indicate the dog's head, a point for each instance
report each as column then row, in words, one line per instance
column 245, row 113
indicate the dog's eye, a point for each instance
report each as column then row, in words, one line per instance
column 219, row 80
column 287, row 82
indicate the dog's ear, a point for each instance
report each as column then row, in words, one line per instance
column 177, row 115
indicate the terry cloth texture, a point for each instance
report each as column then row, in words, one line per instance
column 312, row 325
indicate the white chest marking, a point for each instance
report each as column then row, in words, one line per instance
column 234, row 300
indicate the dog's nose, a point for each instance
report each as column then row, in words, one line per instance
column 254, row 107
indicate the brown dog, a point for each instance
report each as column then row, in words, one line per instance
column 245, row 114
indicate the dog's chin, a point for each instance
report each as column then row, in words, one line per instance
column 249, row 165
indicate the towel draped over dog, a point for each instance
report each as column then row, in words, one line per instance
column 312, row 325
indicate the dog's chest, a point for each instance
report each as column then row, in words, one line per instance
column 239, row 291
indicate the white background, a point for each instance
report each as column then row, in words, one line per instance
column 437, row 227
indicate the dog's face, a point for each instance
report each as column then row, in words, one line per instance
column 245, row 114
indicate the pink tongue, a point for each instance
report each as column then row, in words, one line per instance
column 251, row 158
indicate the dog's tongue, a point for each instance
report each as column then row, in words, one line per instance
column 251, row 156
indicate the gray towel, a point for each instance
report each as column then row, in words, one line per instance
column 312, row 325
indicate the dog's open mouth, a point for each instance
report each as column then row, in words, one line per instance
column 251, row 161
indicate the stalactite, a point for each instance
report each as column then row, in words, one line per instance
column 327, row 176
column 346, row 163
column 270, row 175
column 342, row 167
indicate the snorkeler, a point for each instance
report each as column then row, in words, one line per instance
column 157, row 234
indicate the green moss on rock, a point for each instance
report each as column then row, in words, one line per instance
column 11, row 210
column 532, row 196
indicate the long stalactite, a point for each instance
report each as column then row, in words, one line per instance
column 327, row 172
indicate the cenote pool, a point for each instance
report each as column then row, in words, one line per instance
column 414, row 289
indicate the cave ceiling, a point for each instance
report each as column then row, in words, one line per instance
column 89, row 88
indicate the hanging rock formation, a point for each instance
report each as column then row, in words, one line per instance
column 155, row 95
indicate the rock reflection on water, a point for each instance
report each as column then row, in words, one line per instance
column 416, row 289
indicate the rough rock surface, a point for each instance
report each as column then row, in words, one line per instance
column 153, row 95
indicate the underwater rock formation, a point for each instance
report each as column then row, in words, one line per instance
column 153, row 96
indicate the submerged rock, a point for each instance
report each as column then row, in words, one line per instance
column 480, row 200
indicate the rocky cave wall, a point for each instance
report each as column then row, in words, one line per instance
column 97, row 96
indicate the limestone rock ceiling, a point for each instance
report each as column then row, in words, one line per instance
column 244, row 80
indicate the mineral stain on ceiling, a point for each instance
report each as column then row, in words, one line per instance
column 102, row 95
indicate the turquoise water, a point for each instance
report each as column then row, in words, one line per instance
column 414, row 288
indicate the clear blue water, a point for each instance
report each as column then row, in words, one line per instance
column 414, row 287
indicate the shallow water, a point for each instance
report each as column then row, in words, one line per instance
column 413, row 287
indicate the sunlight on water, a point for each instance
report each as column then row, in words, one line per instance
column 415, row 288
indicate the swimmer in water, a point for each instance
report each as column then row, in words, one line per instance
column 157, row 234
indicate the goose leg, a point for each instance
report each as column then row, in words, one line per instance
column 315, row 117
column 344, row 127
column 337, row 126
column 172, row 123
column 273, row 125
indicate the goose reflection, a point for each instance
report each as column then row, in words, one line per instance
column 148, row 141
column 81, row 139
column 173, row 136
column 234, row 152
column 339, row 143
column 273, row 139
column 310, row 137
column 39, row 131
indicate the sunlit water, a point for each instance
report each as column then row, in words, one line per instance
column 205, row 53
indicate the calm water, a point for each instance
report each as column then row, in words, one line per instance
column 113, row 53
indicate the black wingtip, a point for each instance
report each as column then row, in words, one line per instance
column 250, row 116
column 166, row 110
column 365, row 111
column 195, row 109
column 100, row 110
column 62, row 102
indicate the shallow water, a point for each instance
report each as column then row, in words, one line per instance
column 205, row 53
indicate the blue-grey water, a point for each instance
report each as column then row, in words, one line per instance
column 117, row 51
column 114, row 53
────────────────
### [TASK OBJECTIVE]
Once more, set down the full listing, verbatim.

### [CORRECT RESPONSE]
indicate the dog's head, a point for each instance
report each as column then row, in words, one line per instance
column 245, row 113
indicate the dog's eye, a point for each instance
report each as column then row, in words, one line per instance
column 219, row 80
column 287, row 82
indicate the dog's ear, a point for each instance
report each as column then row, in words, one line per instance
column 177, row 115
indicate the terry cloth texture, a point for each instance
report each as column then row, in words, one line per instance
column 312, row 325
indicate the white chest marking, a point for each instance
report each as column then row, in words, one line per instance
column 234, row 300
indicate the dog's nose, a point for each instance
report each as column then row, in words, one line per instance
column 254, row 107
indicate the brown dog, a point for each instance
report each as column then row, in words, one line per instance
column 245, row 114
indicate the dog's chin, a point for each instance
report each as column then row, in words, one line per instance
column 249, row 165
indicate the towel draped over dog, a point for each instance
report each as column then row, in words, one line per instance
column 312, row 325
indicate the dog's chest, a point for each instance
report each as column then row, in words, one line per instance
column 239, row 291
indicate the white background, a point for each instance
report each as column then row, in words, one line per instance
column 437, row 227
indicate the dog's face, a point for each instance
report each as column then row, in words, one line per instance
column 245, row 114
indicate the pink tongue, a point for each instance
report each as column then row, in words, one line per instance
column 251, row 158
indicate the dog's tongue, a point for each instance
report each as column then row, in words, one line per instance
column 251, row 156
indicate the gray towel, a point for each instance
report each as column then row, in words, one line per instance
column 312, row 325
indicate the dog's open mouth, a point for each instance
report each as column then row, in words, one line per instance
column 251, row 161
indicate the stalactite, a point for each instance
report each as column then row, in words, one line per instance
column 327, row 176
column 346, row 163
column 270, row 175
column 342, row 167
indicate the snorkeler, a point for each instance
report each as column then row, in words, one line per instance
column 157, row 234
indicate the green moss on rock, a point for each instance
report each as column then row, in words, one line per instance
column 11, row 210
column 532, row 196
indicate the long stalactite, a point for each instance
report each as column then row, in words, one line per instance
column 327, row 172
indicate the cenote pool, a point for each instance
report each as column then row, in words, one line per instance
column 414, row 289
indicate the cave ceiling, a point for each instance
report each as column then row, in words, one line per instance
column 89, row 88
indicate the hanging rock formation, a point for each instance
report each as column then row, in words, one line per instance
column 155, row 95
indicate the rock reflection on water, a point for each instance
report each as column then row, in words, one line per instance
column 416, row 289
indicate the rough rock surface, a point for each instance
report each as column then row, in words, one line per instance
column 153, row 95
indicate the underwater rock formation, a point for each instance
report each as column then row, in words, one line per instance
column 153, row 96
indicate the submerged rock, a point for each instance
report each as column then row, in words, one line per instance
column 480, row 200
indicate the rocky cave wall, a point for each instance
report each as column then row, in words, one line per instance
column 97, row 96
indicate the limestone rock ceiling, a point for each instance
report each as column then row, in words, one line per instance
column 244, row 80
indicate the mineral stain on ceiling, a point for each instance
report each as column then row, in words, one line per instance
column 102, row 95
indicate the turquoise water, a point for each instance
report each as column then row, in words, one line per instance
column 414, row 288
indicate the clear blue water, a point for each instance
report each as column then row, in words, one line per instance
column 414, row 287
indicate the shallow water, a point for each instance
report each as column then row, in words, one line per instance
column 413, row 287
indicate the sunlight on water, a point for each instance
report each as column then row, in words, one line per instance
column 415, row 288
indicate the swimmer in water, a point for each instance
report each as column then row, in words, one line per instance
column 157, row 234
indicate the goose leg, a point for each instance
report each as column then row, in words, one line per instance
column 315, row 117
column 344, row 127
column 337, row 126
column 172, row 123
column 273, row 125
indicate the goose reflection, a point for each instance
report each as column then row, in words, one line per instance
column 148, row 141
column 81, row 139
column 173, row 136
column 234, row 152
column 339, row 143
column 273, row 139
column 310, row 137
column 39, row 131
indicate the sunlit water, a point for each instance
report each as column then row, in words, one line per instance
column 205, row 53
indicate the calm water, a point for each instance
report each as column then row, in words, one line per instance
column 113, row 53
indicate the black wingtip, a point for each instance
report each as column then row, in words, one line per instance
column 250, row 116
column 166, row 110
column 365, row 111
column 195, row 109
column 100, row 110
column 62, row 102
indicate the shallow water, a point for each instance
report each as column then row, in words, one line per instance
column 205, row 53
indicate the blue-grey water, a point for each instance
report each as column then row, in words, one line per instance
column 117, row 51
column 114, row 53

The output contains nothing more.